Exercise objective —
Copy the material word for word, from its first line through the line that contains "<point>281,280</point>", including that line.

-- START Stored data --

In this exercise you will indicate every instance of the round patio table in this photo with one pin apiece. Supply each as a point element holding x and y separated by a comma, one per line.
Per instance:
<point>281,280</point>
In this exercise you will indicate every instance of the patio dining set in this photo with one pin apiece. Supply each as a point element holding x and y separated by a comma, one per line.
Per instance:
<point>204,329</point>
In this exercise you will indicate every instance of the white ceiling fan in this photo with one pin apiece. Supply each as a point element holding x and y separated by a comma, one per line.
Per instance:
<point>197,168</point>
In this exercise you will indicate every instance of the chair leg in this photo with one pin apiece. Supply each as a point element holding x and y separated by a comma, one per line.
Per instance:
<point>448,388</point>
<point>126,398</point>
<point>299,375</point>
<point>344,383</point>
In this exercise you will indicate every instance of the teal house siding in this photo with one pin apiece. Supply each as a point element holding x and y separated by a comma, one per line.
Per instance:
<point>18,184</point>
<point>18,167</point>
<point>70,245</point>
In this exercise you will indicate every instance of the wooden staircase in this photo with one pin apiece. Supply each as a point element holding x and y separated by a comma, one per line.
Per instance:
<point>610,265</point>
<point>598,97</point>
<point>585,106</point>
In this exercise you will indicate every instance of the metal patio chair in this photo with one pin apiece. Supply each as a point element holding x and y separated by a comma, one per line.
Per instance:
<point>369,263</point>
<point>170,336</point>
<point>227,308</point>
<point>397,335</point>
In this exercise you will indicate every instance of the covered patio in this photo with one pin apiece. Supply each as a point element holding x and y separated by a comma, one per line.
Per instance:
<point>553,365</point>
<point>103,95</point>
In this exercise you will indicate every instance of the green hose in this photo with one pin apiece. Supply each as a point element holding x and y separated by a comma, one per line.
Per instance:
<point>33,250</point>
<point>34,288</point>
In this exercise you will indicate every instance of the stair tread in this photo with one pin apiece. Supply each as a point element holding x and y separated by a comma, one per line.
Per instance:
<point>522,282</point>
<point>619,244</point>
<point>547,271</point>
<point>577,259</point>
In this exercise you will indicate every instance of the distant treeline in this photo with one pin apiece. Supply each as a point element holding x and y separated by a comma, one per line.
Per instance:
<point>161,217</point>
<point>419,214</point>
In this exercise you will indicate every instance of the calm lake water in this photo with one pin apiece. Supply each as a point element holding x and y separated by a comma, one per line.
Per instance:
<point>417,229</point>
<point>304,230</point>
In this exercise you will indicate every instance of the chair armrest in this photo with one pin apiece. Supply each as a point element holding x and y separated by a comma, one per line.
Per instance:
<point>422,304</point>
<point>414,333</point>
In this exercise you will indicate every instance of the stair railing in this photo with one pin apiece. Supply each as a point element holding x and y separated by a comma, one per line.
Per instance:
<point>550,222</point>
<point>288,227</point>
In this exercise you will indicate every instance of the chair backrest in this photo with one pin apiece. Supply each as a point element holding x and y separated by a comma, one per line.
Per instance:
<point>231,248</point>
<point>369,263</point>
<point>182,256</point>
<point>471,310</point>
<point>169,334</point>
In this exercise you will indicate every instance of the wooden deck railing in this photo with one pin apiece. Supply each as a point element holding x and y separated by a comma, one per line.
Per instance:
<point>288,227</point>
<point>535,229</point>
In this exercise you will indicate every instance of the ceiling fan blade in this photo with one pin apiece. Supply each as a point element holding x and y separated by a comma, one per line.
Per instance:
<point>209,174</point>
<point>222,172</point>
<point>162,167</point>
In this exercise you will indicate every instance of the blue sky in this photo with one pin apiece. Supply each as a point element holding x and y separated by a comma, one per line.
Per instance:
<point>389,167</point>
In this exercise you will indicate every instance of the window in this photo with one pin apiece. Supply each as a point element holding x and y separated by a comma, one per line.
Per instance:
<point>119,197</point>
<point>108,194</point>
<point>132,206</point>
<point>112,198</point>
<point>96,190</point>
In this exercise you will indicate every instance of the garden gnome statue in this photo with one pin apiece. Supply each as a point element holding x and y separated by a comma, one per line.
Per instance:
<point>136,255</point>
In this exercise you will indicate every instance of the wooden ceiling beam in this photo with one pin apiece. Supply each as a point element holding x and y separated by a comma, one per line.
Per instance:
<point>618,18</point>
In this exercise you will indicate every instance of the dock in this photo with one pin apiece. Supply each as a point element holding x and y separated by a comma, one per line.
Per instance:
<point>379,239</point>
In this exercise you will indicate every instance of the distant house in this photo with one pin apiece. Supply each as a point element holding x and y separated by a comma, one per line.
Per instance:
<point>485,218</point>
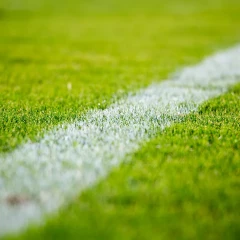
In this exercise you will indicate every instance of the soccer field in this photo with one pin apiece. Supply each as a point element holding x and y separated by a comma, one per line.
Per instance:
<point>119,119</point>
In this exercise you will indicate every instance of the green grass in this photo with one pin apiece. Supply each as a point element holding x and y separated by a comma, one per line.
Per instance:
<point>182,185</point>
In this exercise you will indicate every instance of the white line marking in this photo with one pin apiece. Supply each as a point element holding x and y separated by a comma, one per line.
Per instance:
<point>38,178</point>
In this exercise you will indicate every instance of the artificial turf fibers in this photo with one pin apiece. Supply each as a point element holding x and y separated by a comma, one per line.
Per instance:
<point>59,60</point>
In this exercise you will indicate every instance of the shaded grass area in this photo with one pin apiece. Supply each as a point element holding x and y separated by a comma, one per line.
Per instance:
<point>56,63</point>
<point>182,185</point>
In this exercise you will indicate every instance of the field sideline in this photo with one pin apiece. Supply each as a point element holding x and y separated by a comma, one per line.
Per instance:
<point>92,66</point>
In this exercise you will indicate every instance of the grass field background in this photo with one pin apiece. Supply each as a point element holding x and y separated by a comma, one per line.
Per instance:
<point>58,60</point>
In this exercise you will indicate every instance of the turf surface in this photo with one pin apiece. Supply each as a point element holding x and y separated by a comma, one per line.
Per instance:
<point>57,61</point>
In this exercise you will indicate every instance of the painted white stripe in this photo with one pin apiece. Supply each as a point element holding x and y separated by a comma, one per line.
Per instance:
<point>38,178</point>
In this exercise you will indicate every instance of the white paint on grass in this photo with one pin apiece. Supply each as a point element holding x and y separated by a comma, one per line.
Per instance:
<point>39,177</point>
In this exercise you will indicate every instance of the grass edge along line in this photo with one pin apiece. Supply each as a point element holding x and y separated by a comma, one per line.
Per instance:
<point>75,156</point>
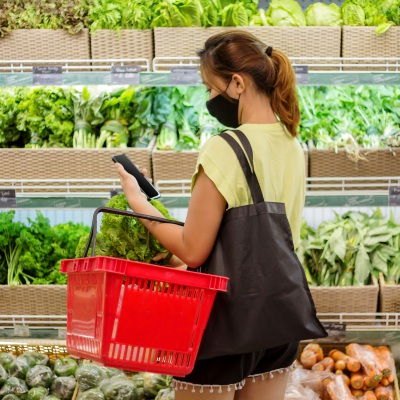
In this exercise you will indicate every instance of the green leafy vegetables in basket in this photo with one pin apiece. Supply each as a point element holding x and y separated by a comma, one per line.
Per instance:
<point>124,237</point>
<point>351,249</point>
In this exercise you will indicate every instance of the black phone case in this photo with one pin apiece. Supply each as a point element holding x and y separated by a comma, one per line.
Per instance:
<point>147,188</point>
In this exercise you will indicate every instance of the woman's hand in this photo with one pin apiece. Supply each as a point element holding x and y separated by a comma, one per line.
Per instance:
<point>173,262</point>
<point>129,183</point>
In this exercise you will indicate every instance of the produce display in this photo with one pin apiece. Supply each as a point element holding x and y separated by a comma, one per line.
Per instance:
<point>353,118</point>
<point>31,253</point>
<point>358,371</point>
<point>351,249</point>
<point>124,117</point>
<point>350,117</point>
<point>33,376</point>
<point>75,15</point>
<point>124,237</point>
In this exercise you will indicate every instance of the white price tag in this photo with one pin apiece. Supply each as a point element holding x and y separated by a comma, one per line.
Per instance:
<point>21,331</point>
<point>62,333</point>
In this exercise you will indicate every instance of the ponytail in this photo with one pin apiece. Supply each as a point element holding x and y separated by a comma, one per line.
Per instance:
<point>283,96</point>
<point>239,51</point>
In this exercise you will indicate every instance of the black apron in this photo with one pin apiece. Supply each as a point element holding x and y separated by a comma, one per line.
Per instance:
<point>268,302</point>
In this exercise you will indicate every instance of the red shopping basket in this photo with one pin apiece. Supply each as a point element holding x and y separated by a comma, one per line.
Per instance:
<point>136,316</point>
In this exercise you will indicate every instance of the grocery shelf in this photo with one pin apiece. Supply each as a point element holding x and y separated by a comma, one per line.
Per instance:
<point>319,71</point>
<point>91,193</point>
<point>355,325</point>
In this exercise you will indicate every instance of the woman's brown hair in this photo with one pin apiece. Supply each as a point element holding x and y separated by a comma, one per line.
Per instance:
<point>236,51</point>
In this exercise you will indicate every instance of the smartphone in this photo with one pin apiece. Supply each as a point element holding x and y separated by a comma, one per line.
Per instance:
<point>145,185</point>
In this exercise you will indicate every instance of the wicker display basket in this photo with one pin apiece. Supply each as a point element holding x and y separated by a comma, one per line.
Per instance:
<point>44,44</point>
<point>33,300</point>
<point>57,163</point>
<point>126,43</point>
<point>332,345</point>
<point>362,41</point>
<point>310,41</point>
<point>346,299</point>
<point>389,296</point>
<point>374,163</point>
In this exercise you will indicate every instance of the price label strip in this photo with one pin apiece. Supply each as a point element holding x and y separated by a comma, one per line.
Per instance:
<point>21,331</point>
<point>47,75</point>
<point>301,72</point>
<point>336,331</point>
<point>8,198</point>
<point>125,74</point>
<point>394,196</point>
<point>184,75</point>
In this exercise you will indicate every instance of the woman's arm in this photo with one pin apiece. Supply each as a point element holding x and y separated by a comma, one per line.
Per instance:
<point>193,242</point>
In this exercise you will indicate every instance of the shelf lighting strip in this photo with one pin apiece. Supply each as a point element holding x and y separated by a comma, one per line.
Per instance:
<point>391,64</point>
<point>75,186</point>
<point>20,66</point>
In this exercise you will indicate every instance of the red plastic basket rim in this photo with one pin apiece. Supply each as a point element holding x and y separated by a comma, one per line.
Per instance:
<point>143,270</point>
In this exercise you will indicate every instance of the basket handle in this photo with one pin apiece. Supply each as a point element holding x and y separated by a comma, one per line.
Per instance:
<point>93,229</point>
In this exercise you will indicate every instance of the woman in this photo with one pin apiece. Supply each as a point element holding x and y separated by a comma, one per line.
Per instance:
<point>251,86</point>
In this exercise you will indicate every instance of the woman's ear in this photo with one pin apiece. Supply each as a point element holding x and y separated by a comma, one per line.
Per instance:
<point>238,84</point>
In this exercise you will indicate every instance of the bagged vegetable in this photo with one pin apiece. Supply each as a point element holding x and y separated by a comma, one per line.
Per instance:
<point>166,394</point>
<point>10,397</point>
<point>37,393</point>
<point>118,388</point>
<point>39,375</point>
<point>6,360</point>
<point>65,366</point>
<point>110,372</point>
<point>63,387</point>
<point>153,383</point>
<point>337,389</point>
<point>14,386</point>
<point>3,375</point>
<point>18,368</point>
<point>91,394</point>
<point>34,358</point>
<point>89,376</point>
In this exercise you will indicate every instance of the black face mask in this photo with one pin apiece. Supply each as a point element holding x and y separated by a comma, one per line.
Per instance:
<point>224,110</point>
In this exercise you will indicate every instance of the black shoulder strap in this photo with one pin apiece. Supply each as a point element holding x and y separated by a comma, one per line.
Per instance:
<point>248,168</point>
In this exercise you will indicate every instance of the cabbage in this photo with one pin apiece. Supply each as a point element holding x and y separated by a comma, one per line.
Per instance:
<point>365,13</point>
<point>285,13</point>
<point>178,13</point>
<point>235,15</point>
<point>259,19</point>
<point>320,14</point>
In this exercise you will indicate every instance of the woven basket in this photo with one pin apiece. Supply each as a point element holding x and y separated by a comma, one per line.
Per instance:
<point>346,299</point>
<point>389,296</point>
<point>362,41</point>
<point>33,300</point>
<point>126,43</point>
<point>45,44</point>
<point>310,41</point>
<point>68,163</point>
<point>379,162</point>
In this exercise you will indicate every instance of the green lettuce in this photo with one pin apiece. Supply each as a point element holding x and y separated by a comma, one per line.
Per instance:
<point>365,13</point>
<point>320,14</point>
<point>286,13</point>
<point>178,13</point>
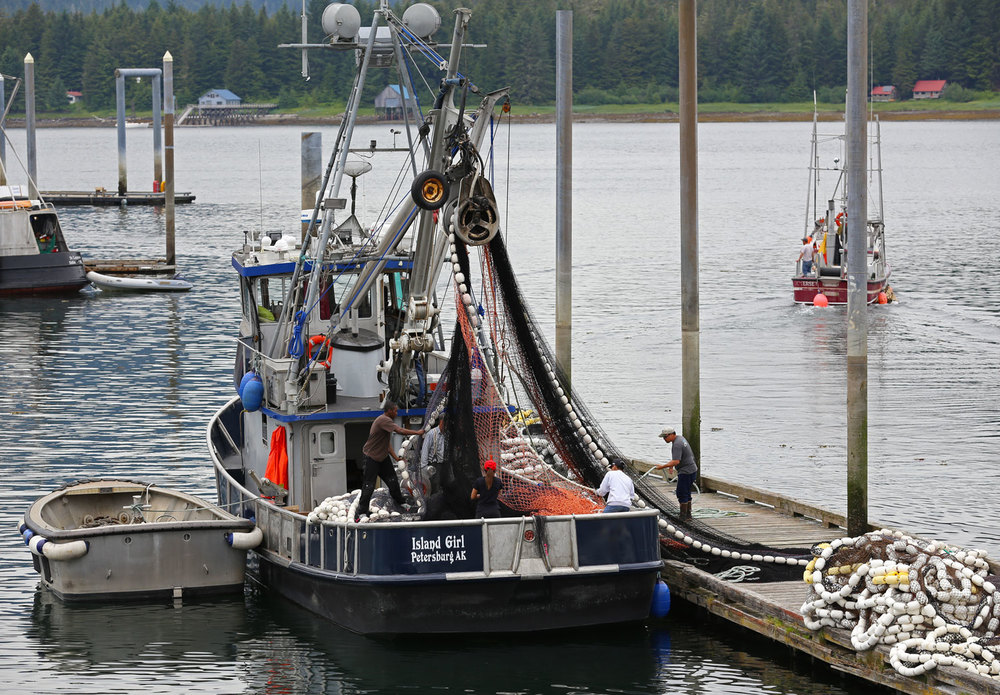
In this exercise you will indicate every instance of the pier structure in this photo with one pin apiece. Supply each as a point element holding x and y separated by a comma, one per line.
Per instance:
<point>227,114</point>
<point>773,609</point>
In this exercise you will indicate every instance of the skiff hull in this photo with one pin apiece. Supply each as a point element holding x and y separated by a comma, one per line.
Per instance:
<point>90,542</point>
<point>835,289</point>
<point>43,273</point>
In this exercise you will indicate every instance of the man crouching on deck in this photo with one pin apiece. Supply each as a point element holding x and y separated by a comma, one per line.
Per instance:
<point>377,451</point>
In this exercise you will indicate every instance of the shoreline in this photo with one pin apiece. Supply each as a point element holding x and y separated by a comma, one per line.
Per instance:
<point>661,117</point>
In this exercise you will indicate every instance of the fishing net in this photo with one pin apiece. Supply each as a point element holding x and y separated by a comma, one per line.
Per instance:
<point>551,453</point>
<point>936,605</point>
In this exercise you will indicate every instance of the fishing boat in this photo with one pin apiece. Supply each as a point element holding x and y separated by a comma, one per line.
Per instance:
<point>128,283</point>
<point>123,539</point>
<point>343,320</point>
<point>826,224</point>
<point>34,256</point>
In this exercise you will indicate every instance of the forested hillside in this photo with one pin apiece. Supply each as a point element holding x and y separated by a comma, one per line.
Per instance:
<point>625,50</point>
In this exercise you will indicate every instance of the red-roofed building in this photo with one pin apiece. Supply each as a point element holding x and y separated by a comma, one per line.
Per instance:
<point>886,93</point>
<point>928,89</point>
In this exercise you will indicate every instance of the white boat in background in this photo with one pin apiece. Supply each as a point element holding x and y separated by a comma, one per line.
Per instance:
<point>138,284</point>
<point>826,224</point>
<point>124,539</point>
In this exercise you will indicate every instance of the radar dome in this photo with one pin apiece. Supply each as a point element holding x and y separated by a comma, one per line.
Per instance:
<point>341,21</point>
<point>422,19</point>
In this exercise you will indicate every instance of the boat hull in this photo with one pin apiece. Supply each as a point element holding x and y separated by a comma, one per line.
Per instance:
<point>50,273</point>
<point>835,289</point>
<point>90,542</point>
<point>442,606</point>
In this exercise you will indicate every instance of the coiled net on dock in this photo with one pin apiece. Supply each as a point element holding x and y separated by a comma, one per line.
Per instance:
<point>551,461</point>
<point>937,605</point>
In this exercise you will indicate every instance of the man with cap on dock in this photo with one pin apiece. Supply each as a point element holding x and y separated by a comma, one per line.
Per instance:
<point>682,460</point>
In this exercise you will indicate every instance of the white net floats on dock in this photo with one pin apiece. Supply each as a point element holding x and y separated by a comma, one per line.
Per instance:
<point>935,604</point>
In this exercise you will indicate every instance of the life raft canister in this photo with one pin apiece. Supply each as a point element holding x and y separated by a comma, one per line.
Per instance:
<point>319,345</point>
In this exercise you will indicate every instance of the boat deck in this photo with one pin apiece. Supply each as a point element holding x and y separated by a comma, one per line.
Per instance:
<point>773,609</point>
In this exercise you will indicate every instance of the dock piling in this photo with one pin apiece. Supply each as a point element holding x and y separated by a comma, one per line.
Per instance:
<point>690,322</point>
<point>564,192</point>
<point>857,267</point>
<point>29,124</point>
<point>168,137</point>
<point>312,172</point>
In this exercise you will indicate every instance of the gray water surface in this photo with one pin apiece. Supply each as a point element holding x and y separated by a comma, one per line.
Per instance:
<point>123,385</point>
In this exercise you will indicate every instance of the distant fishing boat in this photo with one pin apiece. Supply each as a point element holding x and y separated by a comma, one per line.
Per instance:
<point>124,539</point>
<point>826,224</point>
<point>34,256</point>
<point>128,283</point>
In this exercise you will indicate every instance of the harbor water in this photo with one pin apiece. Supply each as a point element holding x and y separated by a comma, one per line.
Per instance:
<point>106,384</point>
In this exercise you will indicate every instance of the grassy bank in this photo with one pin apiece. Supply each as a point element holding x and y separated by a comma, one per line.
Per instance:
<point>717,111</point>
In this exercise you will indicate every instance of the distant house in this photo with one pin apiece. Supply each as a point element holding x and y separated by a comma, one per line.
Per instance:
<point>219,97</point>
<point>389,104</point>
<point>928,89</point>
<point>884,93</point>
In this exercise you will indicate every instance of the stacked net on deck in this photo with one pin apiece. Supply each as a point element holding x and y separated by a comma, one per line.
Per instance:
<point>551,463</point>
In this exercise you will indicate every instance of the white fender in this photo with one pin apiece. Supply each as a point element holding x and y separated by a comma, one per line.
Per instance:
<point>245,541</point>
<point>57,551</point>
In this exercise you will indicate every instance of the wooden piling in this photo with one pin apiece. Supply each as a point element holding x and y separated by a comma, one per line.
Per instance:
<point>564,192</point>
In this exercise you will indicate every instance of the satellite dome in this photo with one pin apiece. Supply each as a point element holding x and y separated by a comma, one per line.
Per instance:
<point>341,21</point>
<point>422,19</point>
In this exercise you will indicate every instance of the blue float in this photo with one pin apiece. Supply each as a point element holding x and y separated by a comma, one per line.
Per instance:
<point>661,600</point>
<point>243,382</point>
<point>253,394</point>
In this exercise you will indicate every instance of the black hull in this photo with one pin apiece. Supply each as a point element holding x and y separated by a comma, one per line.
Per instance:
<point>441,606</point>
<point>50,273</point>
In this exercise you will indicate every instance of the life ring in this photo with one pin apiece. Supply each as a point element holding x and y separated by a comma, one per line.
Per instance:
<point>323,343</point>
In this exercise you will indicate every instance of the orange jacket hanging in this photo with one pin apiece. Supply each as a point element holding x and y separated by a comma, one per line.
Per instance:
<point>277,460</point>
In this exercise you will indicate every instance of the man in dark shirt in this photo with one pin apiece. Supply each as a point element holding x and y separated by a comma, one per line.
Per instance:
<point>377,453</point>
<point>485,491</point>
<point>682,459</point>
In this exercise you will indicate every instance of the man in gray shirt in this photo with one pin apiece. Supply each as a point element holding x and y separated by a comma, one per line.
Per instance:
<point>682,459</point>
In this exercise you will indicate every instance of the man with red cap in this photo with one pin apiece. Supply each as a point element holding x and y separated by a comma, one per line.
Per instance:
<point>485,491</point>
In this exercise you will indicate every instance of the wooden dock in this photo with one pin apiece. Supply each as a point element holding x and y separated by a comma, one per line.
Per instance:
<point>102,196</point>
<point>773,609</point>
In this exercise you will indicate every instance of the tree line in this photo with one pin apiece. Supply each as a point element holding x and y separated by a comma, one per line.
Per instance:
<point>625,51</point>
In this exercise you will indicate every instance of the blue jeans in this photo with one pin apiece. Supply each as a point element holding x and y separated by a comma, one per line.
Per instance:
<point>684,483</point>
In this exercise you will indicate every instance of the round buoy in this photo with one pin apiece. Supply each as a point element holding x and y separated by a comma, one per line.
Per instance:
<point>253,394</point>
<point>243,382</point>
<point>661,600</point>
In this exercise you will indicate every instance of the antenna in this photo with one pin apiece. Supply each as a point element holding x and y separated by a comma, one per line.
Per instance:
<point>260,188</point>
<point>305,52</point>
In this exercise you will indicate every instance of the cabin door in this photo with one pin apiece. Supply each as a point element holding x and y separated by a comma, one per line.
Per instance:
<point>326,459</point>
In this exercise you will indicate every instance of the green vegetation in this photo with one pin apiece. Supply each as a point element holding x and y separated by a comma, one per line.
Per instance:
<point>765,55</point>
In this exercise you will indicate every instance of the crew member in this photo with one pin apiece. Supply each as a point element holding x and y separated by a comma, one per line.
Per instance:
<point>377,452</point>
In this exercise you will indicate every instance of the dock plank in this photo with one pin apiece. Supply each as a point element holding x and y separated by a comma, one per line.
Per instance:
<point>773,609</point>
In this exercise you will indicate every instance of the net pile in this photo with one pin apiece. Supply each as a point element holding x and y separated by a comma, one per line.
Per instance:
<point>935,604</point>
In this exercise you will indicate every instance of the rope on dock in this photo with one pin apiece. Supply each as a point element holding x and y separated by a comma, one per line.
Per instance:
<point>936,604</point>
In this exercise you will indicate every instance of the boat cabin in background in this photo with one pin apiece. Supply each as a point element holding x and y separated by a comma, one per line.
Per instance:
<point>884,93</point>
<point>391,101</point>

-- END Stored data --

The solution —
In this exercise you will indicate every instance of the round patio table in this photo with one pin apiece. Supply each as a point element holding x and y separated by a comma, one per line.
Per instance:
<point>281,280</point>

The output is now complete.